• THE EXERCISE: Copy the listing below word for word, keeping every line as it stands. Leave the pictures out of your answer.

Records from a data collection:
*****
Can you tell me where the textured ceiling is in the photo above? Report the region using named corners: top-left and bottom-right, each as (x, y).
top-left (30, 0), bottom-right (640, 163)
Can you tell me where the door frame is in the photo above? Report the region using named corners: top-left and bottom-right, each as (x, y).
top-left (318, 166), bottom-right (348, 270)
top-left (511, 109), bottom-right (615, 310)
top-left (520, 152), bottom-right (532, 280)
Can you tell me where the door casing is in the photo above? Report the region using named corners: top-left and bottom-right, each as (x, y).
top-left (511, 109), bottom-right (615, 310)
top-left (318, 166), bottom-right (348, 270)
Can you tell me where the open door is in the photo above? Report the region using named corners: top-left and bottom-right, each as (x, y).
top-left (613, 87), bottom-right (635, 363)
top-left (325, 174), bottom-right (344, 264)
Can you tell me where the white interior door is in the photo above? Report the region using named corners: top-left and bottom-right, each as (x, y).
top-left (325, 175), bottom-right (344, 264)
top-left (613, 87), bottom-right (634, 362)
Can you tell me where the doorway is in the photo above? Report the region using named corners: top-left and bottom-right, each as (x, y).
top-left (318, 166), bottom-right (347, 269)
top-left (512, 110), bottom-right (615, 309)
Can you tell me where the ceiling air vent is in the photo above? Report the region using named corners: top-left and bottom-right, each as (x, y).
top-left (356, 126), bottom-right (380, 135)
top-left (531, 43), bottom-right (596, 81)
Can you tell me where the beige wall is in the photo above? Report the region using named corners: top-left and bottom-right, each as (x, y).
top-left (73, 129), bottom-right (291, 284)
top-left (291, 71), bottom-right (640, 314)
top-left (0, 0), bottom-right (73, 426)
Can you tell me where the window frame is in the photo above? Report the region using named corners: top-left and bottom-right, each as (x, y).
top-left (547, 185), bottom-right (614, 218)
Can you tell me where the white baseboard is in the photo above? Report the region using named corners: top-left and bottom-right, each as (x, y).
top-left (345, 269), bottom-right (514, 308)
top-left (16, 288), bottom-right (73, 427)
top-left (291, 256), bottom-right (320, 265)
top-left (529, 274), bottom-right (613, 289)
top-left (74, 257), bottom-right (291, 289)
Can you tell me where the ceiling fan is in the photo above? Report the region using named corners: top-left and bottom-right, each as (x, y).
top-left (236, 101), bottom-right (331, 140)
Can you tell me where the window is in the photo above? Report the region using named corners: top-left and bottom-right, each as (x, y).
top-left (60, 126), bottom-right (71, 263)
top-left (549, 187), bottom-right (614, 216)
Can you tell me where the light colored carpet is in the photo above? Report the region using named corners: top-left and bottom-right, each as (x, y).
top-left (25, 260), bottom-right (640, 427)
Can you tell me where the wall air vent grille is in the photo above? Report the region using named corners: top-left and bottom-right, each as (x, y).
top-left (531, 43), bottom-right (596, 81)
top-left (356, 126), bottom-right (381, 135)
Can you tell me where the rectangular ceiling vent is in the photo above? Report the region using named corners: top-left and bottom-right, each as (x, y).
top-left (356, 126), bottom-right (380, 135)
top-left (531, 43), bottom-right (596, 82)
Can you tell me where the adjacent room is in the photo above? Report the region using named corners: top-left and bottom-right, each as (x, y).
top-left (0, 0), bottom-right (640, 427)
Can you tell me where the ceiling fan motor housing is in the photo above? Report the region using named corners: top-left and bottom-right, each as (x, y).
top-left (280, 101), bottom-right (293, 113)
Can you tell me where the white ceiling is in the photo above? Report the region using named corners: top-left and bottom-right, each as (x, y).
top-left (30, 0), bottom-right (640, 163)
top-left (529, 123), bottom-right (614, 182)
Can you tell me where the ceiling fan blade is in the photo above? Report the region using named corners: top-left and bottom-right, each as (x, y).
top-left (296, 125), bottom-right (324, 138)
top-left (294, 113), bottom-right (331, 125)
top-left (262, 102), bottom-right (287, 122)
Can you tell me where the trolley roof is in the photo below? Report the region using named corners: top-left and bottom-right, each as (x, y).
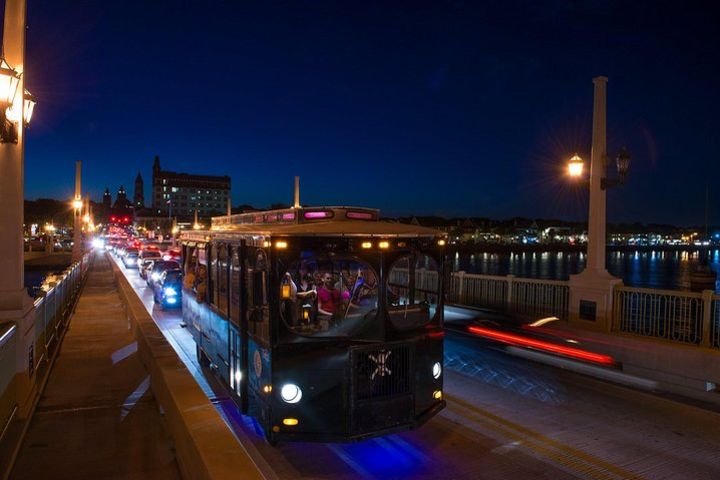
top-left (183, 207), bottom-right (445, 239)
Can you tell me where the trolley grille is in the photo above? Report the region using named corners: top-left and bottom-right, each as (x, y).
top-left (351, 344), bottom-right (412, 400)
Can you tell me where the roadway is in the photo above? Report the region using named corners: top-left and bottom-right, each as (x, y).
top-left (112, 251), bottom-right (720, 480)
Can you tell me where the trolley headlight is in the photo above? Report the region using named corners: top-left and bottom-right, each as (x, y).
top-left (280, 383), bottom-right (302, 403)
top-left (433, 362), bottom-right (442, 380)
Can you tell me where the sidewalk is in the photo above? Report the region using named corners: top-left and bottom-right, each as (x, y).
top-left (10, 255), bottom-right (180, 480)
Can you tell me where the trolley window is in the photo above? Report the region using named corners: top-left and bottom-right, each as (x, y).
top-left (230, 247), bottom-right (241, 325)
top-left (208, 245), bottom-right (218, 307)
top-left (216, 245), bottom-right (229, 317)
top-left (280, 252), bottom-right (378, 337)
top-left (387, 254), bottom-right (440, 330)
top-left (245, 247), bottom-right (270, 342)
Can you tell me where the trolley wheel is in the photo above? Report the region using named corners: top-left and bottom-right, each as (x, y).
top-left (195, 344), bottom-right (210, 368)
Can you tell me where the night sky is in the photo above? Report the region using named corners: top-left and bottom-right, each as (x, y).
top-left (16, 0), bottom-right (720, 225)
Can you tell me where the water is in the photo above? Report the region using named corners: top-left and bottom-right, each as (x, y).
top-left (451, 250), bottom-right (720, 293)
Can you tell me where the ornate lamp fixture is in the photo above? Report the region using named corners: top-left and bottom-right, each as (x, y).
top-left (0, 56), bottom-right (37, 143)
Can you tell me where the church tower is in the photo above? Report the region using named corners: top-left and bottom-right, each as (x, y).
top-left (133, 172), bottom-right (145, 209)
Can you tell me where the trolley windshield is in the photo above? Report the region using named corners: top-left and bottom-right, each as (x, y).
top-left (280, 252), bottom-right (378, 337)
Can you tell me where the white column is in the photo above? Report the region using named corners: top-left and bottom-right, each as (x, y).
top-left (585, 77), bottom-right (609, 276)
top-left (569, 77), bottom-right (622, 331)
top-left (0, 0), bottom-right (32, 317)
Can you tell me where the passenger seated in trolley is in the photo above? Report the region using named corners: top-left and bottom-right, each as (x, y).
top-left (317, 272), bottom-right (342, 330)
*****
• IN RESPONSE:
Can you tell me where the textured ceiling is in the photo above? Report the region using named corners: top-left and bottom-right, each as (x, y).
top-left (30, 0), bottom-right (640, 163)
Can you tell me where the door frame is in the photo above? Report the region using named corners: top-left and bottom-right, each as (x, y).
top-left (318, 166), bottom-right (348, 270)
top-left (511, 109), bottom-right (615, 310)
top-left (520, 152), bottom-right (532, 280)
Can you tell me where the door casing is in the photo above? Report the region using named corners: top-left and bottom-right, each as (x, y).
top-left (511, 109), bottom-right (615, 310)
top-left (318, 166), bottom-right (348, 270)
Can you tell me where the open door is in the photo above? Report the region using named corners: top-left and bottom-right, each as (x, y).
top-left (613, 87), bottom-right (635, 363)
top-left (325, 174), bottom-right (344, 264)
Can you tell me where the white interior door is in the photo above? Report the region using named corners: top-left and bottom-right, each as (x, y).
top-left (325, 175), bottom-right (344, 264)
top-left (613, 87), bottom-right (634, 362)
Can you tell me where the doorway is in the photo above? Report the region using named corners: top-left and bottom-right, each as (x, y).
top-left (318, 166), bottom-right (347, 269)
top-left (512, 110), bottom-right (615, 309)
Can you tell me where the ceiling air vent is in the photo above? Report the region using named corners: top-left and bottom-right, each as (x, y).
top-left (356, 126), bottom-right (380, 135)
top-left (531, 43), bottom-right (596, 81)
Can you tell me where the beige wall is in the photo above? Report the region using named corners: top-left and bottom-right, each as (x, y).
top-left (73, 129), bottom-right (291, 284)
top-left (291, 71), bottom-right (640, 314)
top-left (0, 0), bottom-right (73, 426)
Can you tell me where the window frame is in the photo above? Report the region using named corners: top-left and bottom-right, each as (x, y).
top-left (547, 185), bottom-right (614, 218)
Can you tell me where the white baseboard is in the photo above? Report the region using named corners: top-left and bottom-right, each as (x, y).
top-left (345, 269), bottom-right (514, 308)
top-left (16, 288), bottom-right (73, 427)
top-left (291, 256), bottom-right (320, 265)
top-left (529, 274), bottom-right (613, 289)
top-left (74, 257), bottom-right (291, 289)
Can you tell me where the ceiling fan is in the photo above? Report the region using named corners: top-left and bottom-right, each as (x, y).
top-left (236, 101), bottom-right (331, 140)
Can you tell me where the window is in the photo above? Report the region using named corners: top-left and bottom-right, each as (x, y).
top-left (60, 126), bottom-right (71, 263)
top-left (549, 187), bottom-right (614, 216)
Can you tell me where the light colored carpet is in the photo above? Report the region using named corners: top-left and bottom-right, each as (x, y).
top-left (25, 260), bottom-right (640, 427)
Can you tell me where the wall air vent grille is in the photo above? Report the region using named corners: top-left and bottom-right, each as (x, y).
top-left (531, 43), bottom-right (596, 81)
top-left (356, 126), bottom-right (381, 135)
Can you tell me where the rectangular ceiling vent is in the photo above? Report the region using named corners: top-left and bottom-right, each as (x, y).
top-left (356, 126), bottom-right (380, 135)
top-left (531, 43), bottom-right (596, 82)
Can you tell me where the adjacent room is in the photo above? Report the region using named corners: top-left and bottom-right, each as (x, y).
top-left (0, 0), bottom-right (640, 427)
Can you tell me where the ceiling fan motor housing is in the photo above? Report the region using named corners: top-left and bottom-right, each as (x, y).
top-left (280, 101), bottom-right (293, 113)
Can you tell me where the white ceiling is in the photo above? Report the region using named corners: top-left and bottom-right, each as (x, y).
top-left (30, 0), bottom-right (640, 163)
top-left (529, 123), bottom-right (614, 182)
Can you tell me where the ceiling fan blade is in the photo above? Report the region using named corners: top-left and bottom-right, each as (x, y).
top-left (296, 125), bottom-right (324, 138)
top-left (294, 113), bottom-right (331, 125)
top-left (262, 102), bottom-right (287, 122)
Can you tell me where the trolley roof is in the photo below? Report the region using named corners: top-left and bottom-right, each as (x, y).
top-left (183, 207), bottom-right (445, 239)
Can you tell me where the trolley grille is in the photo above? Report the region using named corners: top-left and bottom-right, each as (x, y).
top-left (351, 344), bottom-right (412, 400)
Can you tell me where the roadway is in the photo above? Report the region using named corners: top-left and bottom-right, each as (x, y).
top-left (112, 251), bottom-right (720, 480)
Can you tell me where the trolley headlight is in the photo above? Report the region using named corners: top-left and bottom-right, each as (x, y).
top-left (280, 383), bottom-right (302, 403)
top-left (433, 362), bottom-right (442, 380)
Can you tell me where the sidewalk is in the photo above? Report the region using named corners: top-left and bottom-right, each as (x, y).
top-left (10, 255), bottom-right (180, 480)
Can you tell me where the trolley window is in the photo above? Report the region using named corners: top-left and bottom-right, each as (x, y).
top-left (230, 247), bottom-right (241, 325)
top-left (208, 245), bottom-right (218, 307)
top-left (216, 245), bottom-right (229, 317)
top-left (280, 252), bottom-right (378, 337)
top-left (387, 254), bottom-right (440, 330)
top-left (245, 247), bottom-right (270, 342)
Can you tell me where the trolley wheel is in the photo above? Report the region using named corners: top-left and bottom-right, each as (x, y).
top-left (195, 344), bottom-right (210, 368)
Can you tell me where the night sky is in the photo above? Report the region using named corners: top-left and bottom-right, each as (x, y).
top-left (16, 0), bottom-right (720, 225)
Can you tell me where the water is in the photo above? Report the region using named corners: top-left and bottom-right, each as (x, y).
top-left (451, 250), bottom-right (720, 293)
Can you tell me where the ornate lamp fixture is in the photo above? Report the region using named corners: top-left and bottom-right, each as (x, y).
top-left (0, 56), bottom-right (37, 143)
Can you tell me where the church tower is in the photo above? Report the region using named corners: top-left and bottom-right, each as (x, y).
top-left (133, 172), bottom-right (145, 209)
Can you tell me where the trolley windshield is in the photo above? Report the region using named corners: top-left and bottom-right, each as (x, y).
top-left (280, 252), bottom-right (378, 337)
Can you tell me where the white column is in the photo above? Report the region using named corners: top-left and bottom-right, each as (x, y).
top-left (585, 77), bottom-right (609, 276)
top-left (569, 77), bottom-right (622, 331)
top-left (0, 0), bottom-right (32, 317)
Can you tell me where the passenger seated in trolley is in the photo above? Report the region using named corners: top-left and bottom-right, each as (x, y).
top-left (317, 272), bottom-right (342, 330)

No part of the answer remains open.